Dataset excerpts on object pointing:
####
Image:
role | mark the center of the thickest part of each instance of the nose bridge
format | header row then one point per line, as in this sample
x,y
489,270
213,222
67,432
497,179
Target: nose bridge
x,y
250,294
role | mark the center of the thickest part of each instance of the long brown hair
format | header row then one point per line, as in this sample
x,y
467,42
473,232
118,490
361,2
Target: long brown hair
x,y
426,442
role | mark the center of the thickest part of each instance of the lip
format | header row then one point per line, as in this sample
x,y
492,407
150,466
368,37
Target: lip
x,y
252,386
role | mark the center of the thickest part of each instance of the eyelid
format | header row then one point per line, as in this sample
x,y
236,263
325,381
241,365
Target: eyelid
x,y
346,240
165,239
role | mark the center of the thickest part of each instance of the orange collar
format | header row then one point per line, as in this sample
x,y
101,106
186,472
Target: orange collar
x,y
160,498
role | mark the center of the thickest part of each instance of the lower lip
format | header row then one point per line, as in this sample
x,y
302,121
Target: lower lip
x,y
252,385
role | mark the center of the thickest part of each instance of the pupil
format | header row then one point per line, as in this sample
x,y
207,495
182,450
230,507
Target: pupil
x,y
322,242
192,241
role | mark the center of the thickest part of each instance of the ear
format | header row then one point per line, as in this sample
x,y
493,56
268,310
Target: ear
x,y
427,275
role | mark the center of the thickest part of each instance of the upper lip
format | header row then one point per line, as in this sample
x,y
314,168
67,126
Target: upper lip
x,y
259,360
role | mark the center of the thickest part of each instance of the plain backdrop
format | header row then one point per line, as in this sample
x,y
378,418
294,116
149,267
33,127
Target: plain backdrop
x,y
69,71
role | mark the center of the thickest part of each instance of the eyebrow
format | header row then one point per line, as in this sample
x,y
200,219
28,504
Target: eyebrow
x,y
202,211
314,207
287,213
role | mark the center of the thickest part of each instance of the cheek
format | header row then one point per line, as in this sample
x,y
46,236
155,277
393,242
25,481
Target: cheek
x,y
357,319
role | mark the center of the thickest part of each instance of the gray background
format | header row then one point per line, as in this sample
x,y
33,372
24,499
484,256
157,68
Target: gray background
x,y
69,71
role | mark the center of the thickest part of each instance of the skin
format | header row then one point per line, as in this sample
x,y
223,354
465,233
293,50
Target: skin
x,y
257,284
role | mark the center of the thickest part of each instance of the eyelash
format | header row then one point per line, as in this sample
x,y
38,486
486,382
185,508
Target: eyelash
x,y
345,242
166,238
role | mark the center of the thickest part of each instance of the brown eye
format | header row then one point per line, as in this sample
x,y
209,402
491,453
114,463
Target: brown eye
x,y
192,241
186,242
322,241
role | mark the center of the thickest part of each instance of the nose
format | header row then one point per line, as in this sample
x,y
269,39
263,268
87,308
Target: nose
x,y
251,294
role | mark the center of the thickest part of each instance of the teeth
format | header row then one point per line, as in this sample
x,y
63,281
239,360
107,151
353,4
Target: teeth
####
REQUIREMENTS.
Can you write out every one of the records above, reproducing each line without any change?

WORKED ANSWER.
Image:
role | mark the center of the thickest part of each instance of the nose bridge
format | header row then one point per line, as in this sample
x,y
489,270
213,222
67,432
497,179
Target: nose bridge
x,y
250,294
role | mark the center of the thickest part of each instance of the long brown hair
format | header row then one point per line, as in this sample
x,y
467,42
473,232
118,490
361,2
Target: long brown hair
x,y
426,442
role | mark the center of the thickest part of each instance of the lip
format | header row then one point per line, as in this sample
x,y
492,407
150,466
368,37
Target: lip
x,y
252,386
role | mark the center of the thickest part of each instance of the eyelid
format | header row then one point per line, as in this sample
x,y
236,263
325,381
241,365
Target: eyelid
x,y
346,240
165,239
role | mark the center of the thickest part of each instance of the orange collar
format | header row then one point per line, as in this sample
x,y
101,106
186,472
Target: orange collar
x,y
160,498
role | mark the center of the thickest part of each instance of the lower lip
format | header row then one point per line, as in this sample
x,y
302,121
Target: lower lip
x,y
252,385
role | mark the center of the thickest part of each instance of the pupil
format | header row then one point per line, as in this sample
x,y
207,495
182,450
230,507
Target: pupil
x,y
322,242
192,241
role | mark the center of the thickest part of each instance of the ear
format | header row then one point per line, as in this sample
x,y
493,56
268,310
Target: ear
x,y
427,275
role | mark the center of the thickest part of each instance of the upper lip
format | header row then one point per line, as in this sample
x,y
314,168
67,126
Target: upper lip
x,y
259,360
role | mark the center of the thickest part of each instance of the plain backdrop
format | header row then one point per line, as in this sample
x,y
378,418
294,116
149,267
33,127
Target: plain backdrop
x,y
69,71
role | mark the center of the thickest part of each instance of the eyebrow
format | header row then one point per line, as in this sample
x,y
200,219
28,504
Target: eyebrow
x,y
202,211
314,207
287,213
role | mark the center of the thickest part of each instance of the cheek
format | header row then one point per line, as in this sample
x,y
46,236
155,277
393,242
25,481
Target: cheek
x,y
357,319
role | mark the center of the thickest part of each instance of the gray background
format | header row then one point per line, as in this sample
x,y
33,372
24,499
484,256
157,68
Target: gray background
x,y
69,71
role | mark the center of the thickest part of each instance of the skin
format | header row then one point per line, as in this sample
x,y
223,354
465,233
293,50
Target: skin
x,y
257,284
role | mark the center of the thickest part of each instance of the eyelash
format | header row then one point per line, as in this sample
x,y
38,486
486,382
185,508
Target: eyelash
x,y
345,242
166,238
role | mark the center of the thickest part of each instance of the brown eye
format | header row then one point per line, as in this sample
x,y
209,402
491,453
114,463
Target: brown eye
x,y
192,241
186,242
322,241
role | mark the center of the thickest part of each instance of the nose
format | header row then one point per line, as in this sample
x,y
269,39
263,268
87,308
Target: nose
x,y
251,294
role | mark the center of the thickest part of each instance of the teeth
format | header row then one point per line, as in this sample
x,y
63,281
239,360
107,151
353,4
Target: teeth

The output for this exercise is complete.